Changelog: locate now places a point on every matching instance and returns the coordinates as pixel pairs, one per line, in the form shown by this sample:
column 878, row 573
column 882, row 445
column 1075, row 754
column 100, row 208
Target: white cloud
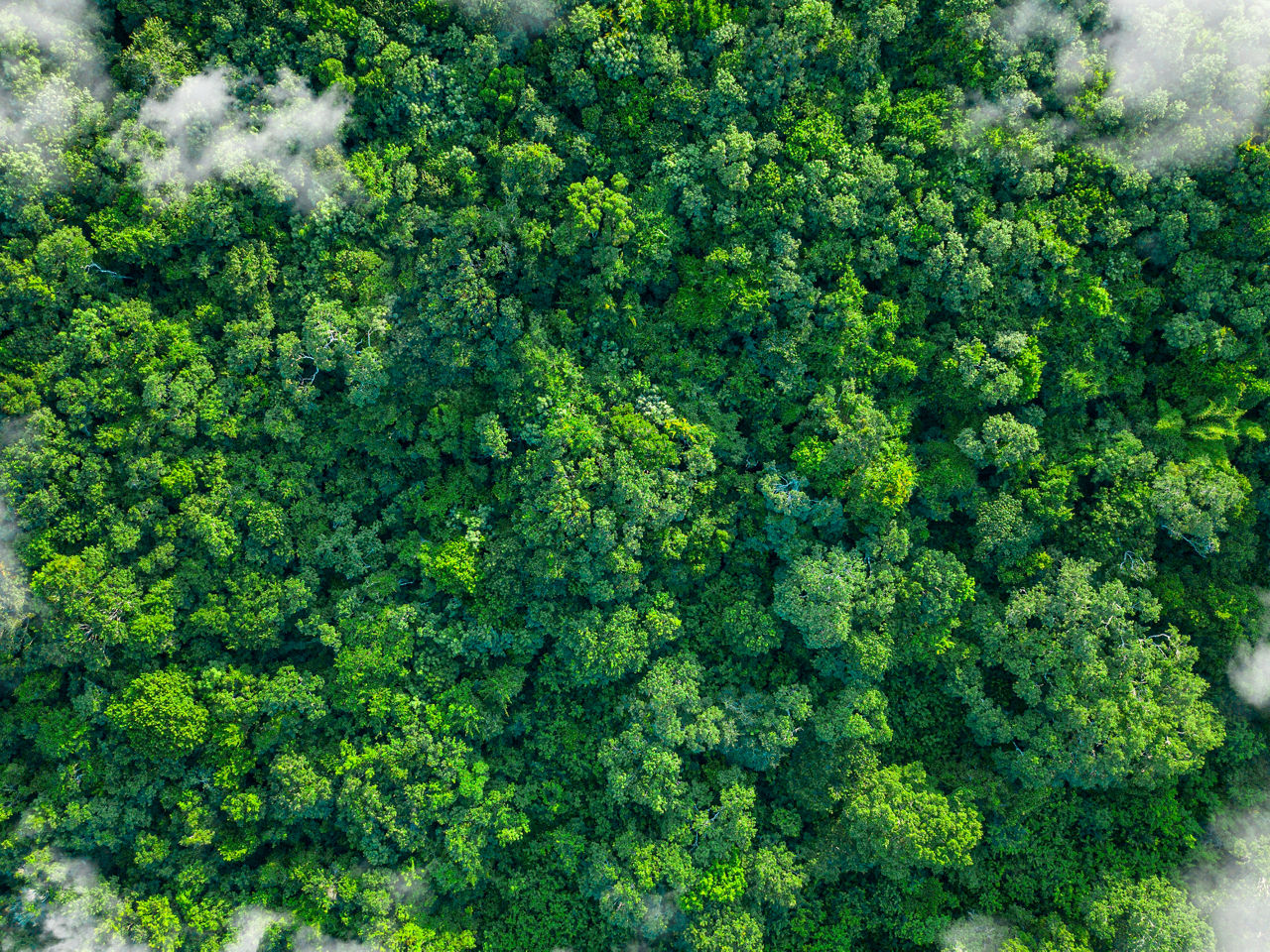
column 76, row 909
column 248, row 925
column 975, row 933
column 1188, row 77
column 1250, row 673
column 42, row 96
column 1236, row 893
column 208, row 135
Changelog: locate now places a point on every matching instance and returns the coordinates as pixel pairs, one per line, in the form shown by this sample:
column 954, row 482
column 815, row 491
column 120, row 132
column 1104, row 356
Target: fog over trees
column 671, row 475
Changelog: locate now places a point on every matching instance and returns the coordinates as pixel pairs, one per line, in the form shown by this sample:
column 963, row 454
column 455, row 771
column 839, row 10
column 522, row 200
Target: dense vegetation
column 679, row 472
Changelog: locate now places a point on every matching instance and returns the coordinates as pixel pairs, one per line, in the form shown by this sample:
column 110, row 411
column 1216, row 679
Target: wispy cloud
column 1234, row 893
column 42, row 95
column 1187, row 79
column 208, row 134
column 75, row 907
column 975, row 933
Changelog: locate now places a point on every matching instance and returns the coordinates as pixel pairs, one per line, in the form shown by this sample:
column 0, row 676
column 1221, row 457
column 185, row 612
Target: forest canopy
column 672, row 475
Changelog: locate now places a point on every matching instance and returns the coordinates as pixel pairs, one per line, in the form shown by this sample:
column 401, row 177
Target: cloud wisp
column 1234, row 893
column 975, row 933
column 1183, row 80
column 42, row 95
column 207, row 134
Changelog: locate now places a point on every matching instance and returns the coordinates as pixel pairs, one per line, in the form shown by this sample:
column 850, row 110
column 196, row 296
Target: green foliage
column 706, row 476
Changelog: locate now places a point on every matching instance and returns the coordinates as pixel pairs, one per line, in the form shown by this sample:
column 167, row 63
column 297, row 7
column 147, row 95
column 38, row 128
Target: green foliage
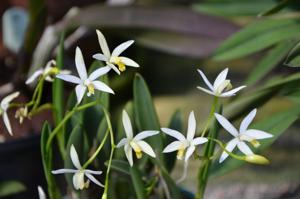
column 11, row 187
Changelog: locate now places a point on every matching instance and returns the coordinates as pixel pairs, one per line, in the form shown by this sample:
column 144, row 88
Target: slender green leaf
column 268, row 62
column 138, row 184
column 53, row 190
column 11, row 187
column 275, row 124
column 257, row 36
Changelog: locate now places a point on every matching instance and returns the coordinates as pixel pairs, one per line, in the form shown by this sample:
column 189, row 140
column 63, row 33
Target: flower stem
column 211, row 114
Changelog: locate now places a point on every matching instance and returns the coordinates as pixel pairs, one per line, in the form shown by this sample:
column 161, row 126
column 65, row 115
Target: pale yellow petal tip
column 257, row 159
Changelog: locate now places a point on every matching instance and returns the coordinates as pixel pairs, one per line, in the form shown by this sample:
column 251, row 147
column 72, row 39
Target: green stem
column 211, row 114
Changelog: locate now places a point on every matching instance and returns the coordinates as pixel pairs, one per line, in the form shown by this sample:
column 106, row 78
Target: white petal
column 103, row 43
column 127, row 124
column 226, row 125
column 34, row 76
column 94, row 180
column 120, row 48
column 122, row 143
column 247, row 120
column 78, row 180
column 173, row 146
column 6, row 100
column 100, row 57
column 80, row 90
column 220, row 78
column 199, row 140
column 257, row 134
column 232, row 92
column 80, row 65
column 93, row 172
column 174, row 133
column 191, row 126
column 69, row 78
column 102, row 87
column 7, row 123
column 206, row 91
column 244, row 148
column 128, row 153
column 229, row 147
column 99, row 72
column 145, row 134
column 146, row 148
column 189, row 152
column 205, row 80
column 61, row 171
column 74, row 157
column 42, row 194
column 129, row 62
■ ■ ■ ■
▸ **Problem**: Reproduce every entry word for word, but omit the pictures.

▸ **Answer for this exercise**:
Changelog: locate now places a point on every matching instance and returns the coordinates as pixel pairs, one per line, in the form shown by this sample:
column 878, row 573
column 882, row 445
column 1075, row 754
column 100, row 208
Target: white cloud
column 76, row 909
column 248, row 925
column 975, row 933
column 1188, row 77
column 1250, row 673
column 42, row 96
column 1236, row 893
column 208, row 135
Changelog: locate now places a point on every matching instance and returns the coordinates as pixel pairs, one per line, in the form shown by this sample:
column 954, row 482
column 815, row 491
column 120, row 132
column 1104, row 356
Target: fog over trees
column 671, row 475
Changelog: locate now places a point on every matching instance and returns the coordinates as pixel pairs, one per line, in the form shown by this sample:
column 963, row 454
column 455, row 771
column 839, row 10
column 522, row 200
Target: dense vegetation
column 679, row 472
Changelog: locate now places a point on every matching instance and returns the coordinates as pixel pairs, one per line, in the form shown by this sample:
column 110, row 411
column 1216, row 679
Target: wispy cloud
column 1234, row 893
column 42, row 95
column 1187, row 79
column 208, row 134
column 75, row 907
column 975, row 933
Changelog: locate now places a point on every matching instance and returns the coordinates as pixel pairs, one per line, in the form shown by this sample:
column 0, row 676
column 1221, row 457
column 185, row 612
Target: forest canopy
column 672, row 475
Changelog: locate now places a point on every matching instance and returns the coordinates as pixel pairs, one per line, in the form shown by this sample:
column 401, row 177
Target: cloud wisp
column 1234, row 893
column 975, row 933
column 1183, row 80
column 42, row 95
column 207, row 134
Changelog: locate now places a point on every matching instance and returns the coordinates as pixel pairs, one per line, in the form shown by this sample:
column 850, row 110
column 196, row 296
Target: green foliage
column 706, row 476
Changelog: locate now places a point on every matching instance and returns the coordinates as pixel pairs, one per line, in the form shown by this sample:
column 167, row 63
column 297, row 7
column 147, row 95
column 38, row 128
Target: green foliage
column 11, row 187
Changelog: locate now places a point on every matching instance and returns the coordinates as pixel pairs, one per line, in the form shown by this sample:
column 144, row 88
Target: slender green leaf
column 268, row 62
column 138, row 184
column 53, row 190
column 11, row 187
column 275, row 124
column 257, row 36
Changelog: locate now places a point on every matching instance and returns the coordinates as pixel pairs, one per line, in the form shown by this sample:
column 189, row 140
column 63, row 33
Target: flower stem
column 211, row 114
Changelog: locate now places a point on every matching instance and returns the coordinates as pixel pairs, one per line, in the form shown by this sample:
column 161, row 126
column 65, row 115
Target: pale yellow petal tip
column 257, row 159
Changelog: locate now places a point on every matching instance and returns the coordinates as pixel pairs, one per line, in the form shown by this sample:
column 251, row 147
column 72, row 39
Target: green stem
column 211, row 114
Changelog: locate now places a point on every matching instance and returns the coordinates as pixel pairs, one per line, in the form shown by this sample:
column 106, row 78
Target: white petal
column 103, row 43
column 127, row 124
column 226, row 125
column 34, row 76
column 94, row 180
column 120, row 48
column 122, row 143
column 247, row 120
column 78, row 180
column 173, row 146
column 6, row 100
column 100, row 57
column 80, row 90
column 220, row 78
column 199, row 140
column 257, row 134
column 232, row 92
column 80, row 65
column 93, row 172
column 174, row 133
column 191, row 126
column 69, row 78
column 102, row 87
column 7, row 123
column 206, row 91
column 244, row 148
column 128, row 153
column 229, row 147
column 99, row 72
column 145, row 134
column 146, row 148
column 189, row 152
column 205, row 80
column 61, row 171
column 74, row 157
column 42, row 194
column 129, row 62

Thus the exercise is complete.